## YOUR INSTRUCTIONS
Reproduce the entries exactly as they appear below.

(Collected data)
Content starts
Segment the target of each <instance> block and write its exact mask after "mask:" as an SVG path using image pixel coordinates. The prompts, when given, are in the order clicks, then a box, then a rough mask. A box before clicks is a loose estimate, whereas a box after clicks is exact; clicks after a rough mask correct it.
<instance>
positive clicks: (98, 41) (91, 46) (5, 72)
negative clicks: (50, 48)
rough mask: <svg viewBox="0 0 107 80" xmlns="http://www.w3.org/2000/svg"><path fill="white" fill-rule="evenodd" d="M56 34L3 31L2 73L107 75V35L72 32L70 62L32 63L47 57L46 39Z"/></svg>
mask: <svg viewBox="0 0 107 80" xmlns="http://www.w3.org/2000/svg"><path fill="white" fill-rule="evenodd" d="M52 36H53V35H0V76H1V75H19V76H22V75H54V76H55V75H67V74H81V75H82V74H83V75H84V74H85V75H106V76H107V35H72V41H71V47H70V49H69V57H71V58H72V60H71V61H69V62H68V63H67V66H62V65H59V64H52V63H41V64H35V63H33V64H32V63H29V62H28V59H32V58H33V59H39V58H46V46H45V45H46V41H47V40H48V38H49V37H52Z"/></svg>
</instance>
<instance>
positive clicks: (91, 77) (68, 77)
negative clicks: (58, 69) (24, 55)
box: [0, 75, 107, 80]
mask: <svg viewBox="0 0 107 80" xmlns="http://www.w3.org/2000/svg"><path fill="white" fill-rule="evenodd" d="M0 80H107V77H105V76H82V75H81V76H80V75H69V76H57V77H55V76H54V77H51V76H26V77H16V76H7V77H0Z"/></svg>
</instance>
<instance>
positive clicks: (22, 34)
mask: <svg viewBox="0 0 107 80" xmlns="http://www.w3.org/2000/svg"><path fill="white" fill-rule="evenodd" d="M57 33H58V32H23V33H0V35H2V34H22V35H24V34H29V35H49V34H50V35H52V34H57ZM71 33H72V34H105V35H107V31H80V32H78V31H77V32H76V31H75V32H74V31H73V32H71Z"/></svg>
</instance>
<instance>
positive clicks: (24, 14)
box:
Content ends
## EXERCISE RESPONSE
Segment the target of each <instance> block and write its exact mask after "mask:" as an SVG path using image pixel coordinates. The prompts, when given, are in the order clicks, then a box, then a rough mask. A box before clicks is a loose estimate, whereas a box after clicks is exact; clicks after a rough mask correct it.
<instance>
positive clicks: (98, 41) (91, 46) (5, 72)
negative clicks: (50, 48)
rough mask: <svg viewBox="0 0 107 80" xmlns="http://www.w3.org/2000/svg"><path fill="white" fill-rule="evenodd" d="M56 34L3 31L2 73L107 75V35L72 32L70 62L32 63L47 57L46 39Z"/></svg>
mask: <svg viewBox="0 0 107 80" xmlns="http://www.w3.org/2000/svg"><path fill="white" fill-rule="evenodd" d="M52 36H53V35H0V76H1V75H19V76H22V75H54V76H55V75H67V74H81V75H82V74H83V75H84V74H85V75H106V76H107V35H72V41H71V47H70V49H69V57H71V58H72V60H71V61H69V62H68V63H67V66H62V65H59V64H52V63H41V64H35V63H33V64H32V63H29V62H28V59H32V58H33V59H39V58H46V46H45V45H46V41H47V40H48V38H49V37H52Z"/></svg>
</instance>
<instance>
positive clicks: (91, 77) (68, 77)
negative clicks: (58, 69) (24, 55)
box: [0, 75, 107, 80]
mask: <svg viewBox="0 0 107 80" xmlns="http://www.w3.org/2000/svg"><path fill="white" fill-rule="evenodd" d="M0 80H107V77H105V76H82V75H81V76H80V75H69V76H57V77H55V76H54V77H51V76H26V77H16V76H7V77H0Z"/></svg>
</instance>
<instance>
positive clicks: (22, 34)
mask: <svg viewBox="0 0 107 80" xmlns="http://www.w3.org/2000/svg"><path fill="white" fill-rule="evenodd" d="M57 33H58V32H23V33H0V35H2V34H22V35H24V34H29V35H49V34H50V35H52V34H57ZM71 33H72V34H105V35H107V31H80V32H78V31H77V32H76V31H75V32H74V31H73V32H71Z"/></svg>
</instance>
<instance>
positive clicks: (24, 14)
box:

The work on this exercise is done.